The entries are to be returned exactly, with images left out.

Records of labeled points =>
■ ■ ■ ■ ■ ■ ■

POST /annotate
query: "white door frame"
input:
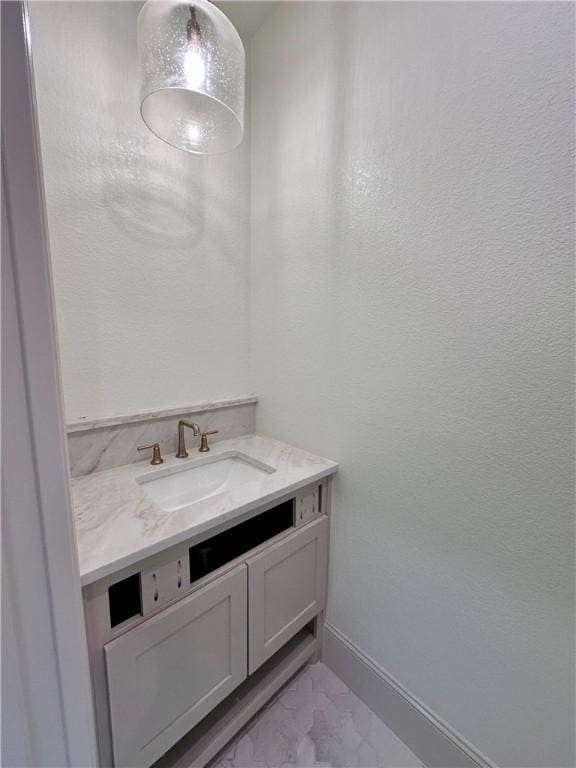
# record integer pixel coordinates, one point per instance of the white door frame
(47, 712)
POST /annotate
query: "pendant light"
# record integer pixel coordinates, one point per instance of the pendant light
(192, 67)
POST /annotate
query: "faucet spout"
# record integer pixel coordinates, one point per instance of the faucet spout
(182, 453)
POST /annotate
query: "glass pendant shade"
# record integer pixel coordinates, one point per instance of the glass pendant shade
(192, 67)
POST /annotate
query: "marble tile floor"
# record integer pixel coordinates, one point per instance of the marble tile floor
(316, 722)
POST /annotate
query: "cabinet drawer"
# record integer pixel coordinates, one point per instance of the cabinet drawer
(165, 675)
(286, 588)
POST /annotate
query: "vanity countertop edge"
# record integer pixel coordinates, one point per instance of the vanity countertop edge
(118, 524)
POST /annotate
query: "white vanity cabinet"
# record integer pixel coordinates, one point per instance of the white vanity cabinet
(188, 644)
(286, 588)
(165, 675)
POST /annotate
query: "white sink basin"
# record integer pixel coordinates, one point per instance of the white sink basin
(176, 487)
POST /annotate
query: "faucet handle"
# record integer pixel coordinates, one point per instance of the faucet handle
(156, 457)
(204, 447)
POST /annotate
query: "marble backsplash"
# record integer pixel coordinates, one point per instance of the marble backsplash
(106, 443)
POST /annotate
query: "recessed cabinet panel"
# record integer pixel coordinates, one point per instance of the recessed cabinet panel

■ ■ ■ ■ ■ ■ ■

TASK RESPONSE =>
POST /annotate
query: "white door frame"
input:
# record integer pixel coordinates, one point per instance of the white door frame
(47, 712)
POST /annotate
query: "pendant light"
# record integer pixel coordinates, one point per instance of the pendant light
(192, 67)
POST /annotate
query: "faucet spout"
# record integer pixel coordinates, one point per instance of the faucet spout
(182, 453)
POST /annotate
query: "glass pendant shade"
# record integer pixel coordinates, one point per instance of the glass pendant shade
(192, 67)
POST /annotate
query: "marble tile floor"
# record integer pixel coordinates, one point per instance of the marble tile floor
(316, 722)
POST /annotate
query: "cabinet drawer"
# record integer pixel coordinates, one point per instance of the cabinet drawer
(165, 675)
(286, 588)
POST /annotate
query: "vanity countertop edge"
# record integer pixel coordinates, one point per instance of the vanity countertop edge
(118, 524)
POST /annotate
query: "white vanity cabinet"
# record integer pixel coordinates, one point per instance of the white vanity cabinet
(188, 644)
(286, 588)
(165, 675)
POST /annotate
query: "white sink basin"
# record integer pixel coordinates, one point per instance of the white sink basin
(176, 487)
POST /annotate
query: "faucet handle"
# record integer pixel coordinates, one point per instance of the faucet handle
(156, 457)
(204, 447)
POST /annotate
query: "marble backsplash"
# record integer pixel coordinates, one point per instance of the marble backsplash
(106, 443)
POST /annotate
query: "recessed cabinet panel"
# record integer pixel coordinates, one point per instance of the recessed cabinet panel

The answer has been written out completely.